Records pointing to named objects

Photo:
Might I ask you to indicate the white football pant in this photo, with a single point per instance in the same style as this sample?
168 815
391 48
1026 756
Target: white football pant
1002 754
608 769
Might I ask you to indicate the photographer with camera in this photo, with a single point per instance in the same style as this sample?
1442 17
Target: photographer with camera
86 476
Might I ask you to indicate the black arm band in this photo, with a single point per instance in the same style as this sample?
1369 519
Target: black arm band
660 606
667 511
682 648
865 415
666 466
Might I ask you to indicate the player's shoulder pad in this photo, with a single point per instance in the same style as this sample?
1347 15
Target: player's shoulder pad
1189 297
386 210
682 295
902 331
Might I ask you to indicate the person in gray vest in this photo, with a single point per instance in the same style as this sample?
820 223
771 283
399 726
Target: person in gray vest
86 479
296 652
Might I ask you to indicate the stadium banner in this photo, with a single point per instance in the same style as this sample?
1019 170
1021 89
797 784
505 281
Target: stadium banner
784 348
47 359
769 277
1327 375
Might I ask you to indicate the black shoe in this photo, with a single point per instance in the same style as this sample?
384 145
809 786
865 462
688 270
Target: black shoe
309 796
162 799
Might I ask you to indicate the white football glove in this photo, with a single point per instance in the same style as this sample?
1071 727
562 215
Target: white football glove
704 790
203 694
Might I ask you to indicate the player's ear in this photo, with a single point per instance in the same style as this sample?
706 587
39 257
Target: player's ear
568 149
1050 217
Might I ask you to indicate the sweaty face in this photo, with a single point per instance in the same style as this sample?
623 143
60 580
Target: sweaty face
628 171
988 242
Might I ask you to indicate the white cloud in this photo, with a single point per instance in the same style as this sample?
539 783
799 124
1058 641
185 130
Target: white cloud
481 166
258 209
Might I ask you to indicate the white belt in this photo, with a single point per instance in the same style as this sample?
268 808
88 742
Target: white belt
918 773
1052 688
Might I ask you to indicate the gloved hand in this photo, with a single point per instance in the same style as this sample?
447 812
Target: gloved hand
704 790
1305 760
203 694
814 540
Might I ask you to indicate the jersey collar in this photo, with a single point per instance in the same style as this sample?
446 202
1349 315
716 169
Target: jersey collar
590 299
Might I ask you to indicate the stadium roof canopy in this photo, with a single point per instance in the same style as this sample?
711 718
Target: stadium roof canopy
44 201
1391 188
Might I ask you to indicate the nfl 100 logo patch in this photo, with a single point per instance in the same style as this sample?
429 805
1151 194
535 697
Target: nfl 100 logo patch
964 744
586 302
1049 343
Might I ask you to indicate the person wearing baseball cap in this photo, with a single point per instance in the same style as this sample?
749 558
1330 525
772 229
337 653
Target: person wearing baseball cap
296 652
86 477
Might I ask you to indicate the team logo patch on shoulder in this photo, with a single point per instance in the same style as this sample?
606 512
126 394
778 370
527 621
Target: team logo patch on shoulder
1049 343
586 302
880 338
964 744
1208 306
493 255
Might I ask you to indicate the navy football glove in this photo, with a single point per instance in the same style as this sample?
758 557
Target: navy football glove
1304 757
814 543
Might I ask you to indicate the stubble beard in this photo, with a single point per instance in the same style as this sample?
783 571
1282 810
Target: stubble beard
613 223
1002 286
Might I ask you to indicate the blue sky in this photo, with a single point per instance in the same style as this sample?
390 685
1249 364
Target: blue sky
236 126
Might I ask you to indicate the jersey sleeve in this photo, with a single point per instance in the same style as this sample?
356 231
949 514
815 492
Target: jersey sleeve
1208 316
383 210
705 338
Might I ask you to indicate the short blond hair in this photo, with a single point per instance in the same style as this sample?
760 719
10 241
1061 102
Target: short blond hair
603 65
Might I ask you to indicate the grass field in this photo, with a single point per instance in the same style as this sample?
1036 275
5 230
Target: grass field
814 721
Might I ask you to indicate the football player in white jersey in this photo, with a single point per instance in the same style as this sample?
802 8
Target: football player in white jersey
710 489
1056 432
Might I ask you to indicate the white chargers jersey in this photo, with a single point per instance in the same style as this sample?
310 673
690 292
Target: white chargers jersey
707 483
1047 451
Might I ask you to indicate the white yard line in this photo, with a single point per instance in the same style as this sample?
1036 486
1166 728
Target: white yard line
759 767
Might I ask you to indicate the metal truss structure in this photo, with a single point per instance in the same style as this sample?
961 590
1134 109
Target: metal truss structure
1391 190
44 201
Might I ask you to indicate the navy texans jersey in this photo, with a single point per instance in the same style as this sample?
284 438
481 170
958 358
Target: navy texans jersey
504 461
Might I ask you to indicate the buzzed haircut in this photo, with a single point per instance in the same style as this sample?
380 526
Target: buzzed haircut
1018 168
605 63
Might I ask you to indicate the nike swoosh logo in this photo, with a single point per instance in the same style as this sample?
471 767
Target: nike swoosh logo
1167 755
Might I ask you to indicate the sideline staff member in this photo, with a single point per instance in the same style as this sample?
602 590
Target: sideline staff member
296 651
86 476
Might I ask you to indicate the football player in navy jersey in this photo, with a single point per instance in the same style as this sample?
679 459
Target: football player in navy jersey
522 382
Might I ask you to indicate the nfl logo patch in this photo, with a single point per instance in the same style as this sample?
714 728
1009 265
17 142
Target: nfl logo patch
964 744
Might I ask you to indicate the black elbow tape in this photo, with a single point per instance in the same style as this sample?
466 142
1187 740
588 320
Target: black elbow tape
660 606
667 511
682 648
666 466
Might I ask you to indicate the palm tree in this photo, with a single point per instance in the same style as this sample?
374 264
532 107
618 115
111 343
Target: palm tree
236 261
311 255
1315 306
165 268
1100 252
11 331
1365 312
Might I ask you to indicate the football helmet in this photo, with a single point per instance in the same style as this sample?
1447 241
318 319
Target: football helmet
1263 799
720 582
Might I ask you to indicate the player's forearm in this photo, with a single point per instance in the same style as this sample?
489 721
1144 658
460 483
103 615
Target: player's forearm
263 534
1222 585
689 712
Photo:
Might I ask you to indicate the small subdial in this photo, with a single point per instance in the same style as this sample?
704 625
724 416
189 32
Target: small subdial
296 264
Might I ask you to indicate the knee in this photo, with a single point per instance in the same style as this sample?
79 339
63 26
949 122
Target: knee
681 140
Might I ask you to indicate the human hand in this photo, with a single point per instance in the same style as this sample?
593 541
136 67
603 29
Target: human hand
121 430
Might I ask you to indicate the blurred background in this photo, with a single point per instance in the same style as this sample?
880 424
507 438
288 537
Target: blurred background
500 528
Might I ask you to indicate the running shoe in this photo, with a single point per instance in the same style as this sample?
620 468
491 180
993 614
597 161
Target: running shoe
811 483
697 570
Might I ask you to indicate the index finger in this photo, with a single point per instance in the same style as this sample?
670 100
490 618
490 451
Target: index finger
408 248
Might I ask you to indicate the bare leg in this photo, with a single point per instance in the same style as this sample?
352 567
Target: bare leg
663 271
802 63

◆ Problem requirements: Could you copy all of the records above, word for word and line for line?

◆ Expected answer:
Photo:
Might I ask you to indicate the white football pant in this photo, with a single point per instance in the same style as this sample?
168 815
391 48
1026 756
Target: white football pant
1002 754
608 769
Might I ask you to indicate the photographer with camera in this photo, with a single point per instance in the same style as this sample?
1442 17
Target: photographer with camera
86 476
Might I ask you to indicate the black arm band in this photo, with a single point per instance in the same style as this sample?
1369 519
Target: black arm band
660 606
667 511
682 648
865 415
666 466
Might I ask you to indicate the player's shoulder pad in this photo, with a single point per instance in the same style as this sample?
1347 15
Target: player's shoulder pad
1189 297
386 210
682 295
902 331
Might I ask you to indicate the person in gray vest in this photo, with a single point per instance in the same style as this sample?
820 223
771 283
399 726
Target: person in gray vest
86 479
296 652
Might I ask you to indicate the stadium banner in this photo, with a single point per instance in the same style as this sample?
1019 170
1021 89
797 784
505 281
Target: stadium banner
784 348
47 359
769 277
1327 375
Might I ask you to indicate the black shoe in this photo, with a single point per instance in the same style as this sample?
384 145
809 786
865 462
688 270
Target: black shoe
309 796
162 799
Might I ask you to indicate the white football glove in this photo, with a single point per instance in the same style as this sample?
1071 727
562 215
Target: white football glove
704 790
203 694
Might I ask you to indicate the player's ear in this photo, with a single point per instance in the same style as this sample?
706 587
39 257
Target: player's ear
568 149
1050 217
Might I ask you to indicate the sweaty face in this photo, with a single point per instance in the same style as this sample?
623 143
60 580
Target: sweaty face
628 171
988 242
Might I ask you to indicate the white cloud in this photo, with a single point per instance in the same style as this sample?
539 783
799 124
1058 641
185 130
Target: white cloud
481 166
258 209
Might I ask you to indicate the white belt in this photo, with a single point per instance in the same style as this sample?
268 808
88 742
Target: white belt
918 773
1052 688
Might I ask you to indicate the gloved hand in this photo, with a single point per instance in the same style as this sample?
447 812
Target: gloved hand
704 790
1305 760
203 694
814 540
Might I ask you to indicate the jersey collar in this photo, with a single point per instance in the same style as this sample?
446 202
1349 315
716 169
Target: jersey collar
590 299
Might I ask you to indicate the stadium roof canopy in this photo, with a single point per instance in the same style as this sample?
711 718
Target: stadium roof canopy
44 201
1391 188
Might I ask you to indicate the nfl 100 logo patch in this photo, with a single point per instance in the same style as this sample?
429 805
1151 194
535 697
Target: nfl 100 logo patch
964 744
586 302
1049 343
Might I ask you to indicate the person wearing baseball cap in this photo, with a single point per instance in the same style as this sample?
749 558
1330 525
772 229
337 653
Target: person wearing baseball cap
296 652
86 477
Might I ask you to indicate the team logo patch on shoulder in this photo, with a single point per instance in the same style as this sample?
606 512
126 394
778 370
527 621
Target: team logo patch on shoulder
1049 343
586 302
880 338
964 744
1208 306
493 255
Might I ask you to indicate the navy football glove in this photo, with a single point per instance in the same style as this sample?
758 557
Target: navy football glove
1304 757
814 543
Might I ask you to indicate the stubble beard in this photo, with a single point per instance in the same style as this sample?
783 571
1282 810
Target: stubble beard
613 223
1002 286
Might I ask you to indicate the blue sky in this photo, with a single point per instance in the same style as this sample?
390 685
1249 364
Target: blue sky
236 126
Might I ask you to indicate the jersey sleeve in this photo, with a single point per instance in the same style as this sample?
356 231
949 514
815 492
Target: jersey sleeve
1208 316
383 210
705 338
Might I ask you to indicate the short blond hair in this photo, with a single point per instance in the same style as this sample?
760 719
10 241
1061 102
Target: short blond hair
603 65
Might I ask you to indicate the grass field in this photo, with a single point per instance in the same style as this sample?
1036 275
5 230
Target: grass field
814 721
Might I ask you to indicate the football player in white jersey in this photo, with a single point per instance in the same style as this sample?
802 8
Target: football player in white jersey
710 489
1056 432
Might I ask you to indicate the white chargers jersey in this photo, with a single point per instance in the same style as this sample?
310 673
690 292
Target: white chargers jersey
707 483
1047 451
Might I ask you to indicate the white yard line in this photo, with a single point per instance in the same style as this sample?
1036 486
1166 728
Target: white yard line
759 767
Might I ask you to indicate the metal truss structure in this photo, with a single point per instance in the same style as this sample?
961 590
1134 109
Target: metal truss structure
1391 190
44 201
Might I ask you to indicate the navy texans jersey in this photo, with a single point per instance in the same style as this sample?
284 438
481 170
958 358
Target: navy texans jersey
504 461
Might I ask you to indicate the buzzed haircut in this photo, with a single point per instance in the same style as this sample?
380 526
Target: buzzed haircut
1018 168
605 63
Might I ask you to indicate the nike swoosh logo in this photo, with a single point per instance in the same style as this sample?
471 767
Target: nike swoosh logo
1167 755
Might I ask you to indicate the sideline staff member in this photo, with a single point per instance in the same style as this sample?
602 590
Target: sideline staff member
296 651
86 476
Might I ask you to indicate the football player in navy jersey in this photo, with a single point per instance in the same style as this sample?
679 459
Target: football player in navy jersey
522 382
Might I ask you to indicate the nfl logo patch in this photo, with a single point per instance in the same style as this sample?
714 728
1009 265
17 142
Target: nfl logo patch
964 744
Might I ask you to indicate the black elbow tape in this photo, with a single point per instance in the same style as this sample?
466 142
1187 740
588 320
Target: black elbow tape
660 606
667 511
682 648
666 466
Might I ask you to indicate the palm tree in this photo, with a single point per instance in the same style as this sample?
374 264
532 107
618 115
111 343
Target: palm tree
236 261
311 255
1315 306
165 268
1100 252
11 331
1365 312
Might I ask you to indicate the football helmet in this photo, with a single point per instance in the same style as this sample?
1447 241
318 319
Target: football helmet
1263 799
720 582
Might I ask you to indicate the player's forearm in this photo, with a single point per instance in the same style as this sample?
489 721
1144 658
460 483
103 615
Target: player's forearm
263 534
1222 585
689 712
Photo:
Might I ask you to indicate the small subdial in this photo, with a single point per instance in the same style as this sample?
704 625
724 416
189 32
Target: small subdial
296 264
Might I ask you to indicate the knee in this photo, with a single point per instance in the same style as this sample?
79 339
63 26
949 122
Target: knee
681 140
Might I ask you to indicate the human hand in this photo, with a single point per instance in the same style as this sample?
593 541
136 67
603 29
Target: human hand
121 430
Might I ask you to indicate the blurred background in this photo, with a single point per instance in the same style as this sample?
880 424
507 438
288 537
Target: blurred background
500 528
Might I ask you to indicate the running shoe in this photo, with a single point per instance in the same style as this sample?
620 468
491 180
993 614
597 161
Target: running shoe
811 483
697 570
Might I ask you to indicate the index finger in this photo, with a single point per instance in the same style as this sample?
670 100
490 618
490 451
Target: index finger
408 248
Might I ask you to indicate the bare leg in this photo, with a single point per instance in the same style as this sample?
352 567
Target: bare leg
663 271
802 63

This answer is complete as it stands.